# [What this task involves]
Report each line of the records below that contains the word "Mark". Case counts.

# [Excerpted records]
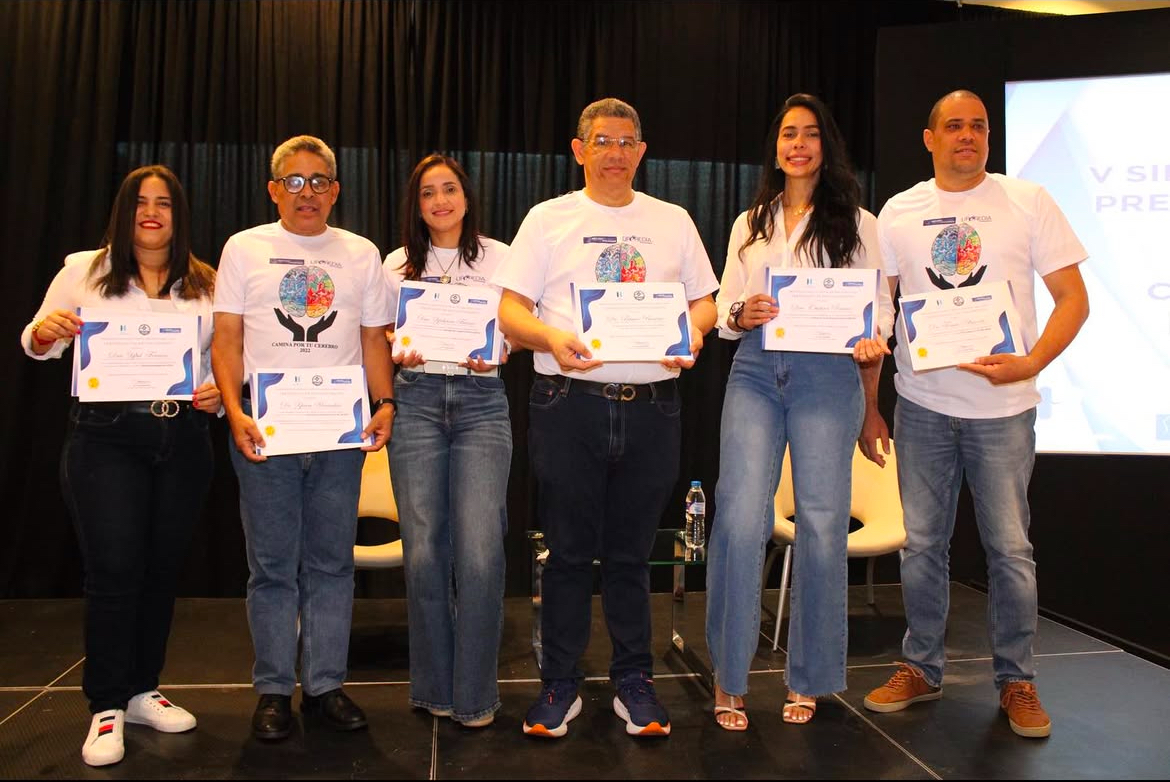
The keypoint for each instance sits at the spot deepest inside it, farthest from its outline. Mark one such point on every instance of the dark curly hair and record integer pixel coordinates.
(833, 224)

* * *

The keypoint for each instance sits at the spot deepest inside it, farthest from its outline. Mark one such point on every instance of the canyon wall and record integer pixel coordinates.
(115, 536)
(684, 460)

# [Answer to this problem]
The keypoint for each instance sits at the spot deepest inside it, farthest from its outline. Mark one such point on every instance of the dark curly hair and record integer pixel coordinates.
The keypoint for each instance sits at the spot deepest inside it, farthest from its outline. Mark one such point on every instance of the canyon wall and record integer pixel coordinates.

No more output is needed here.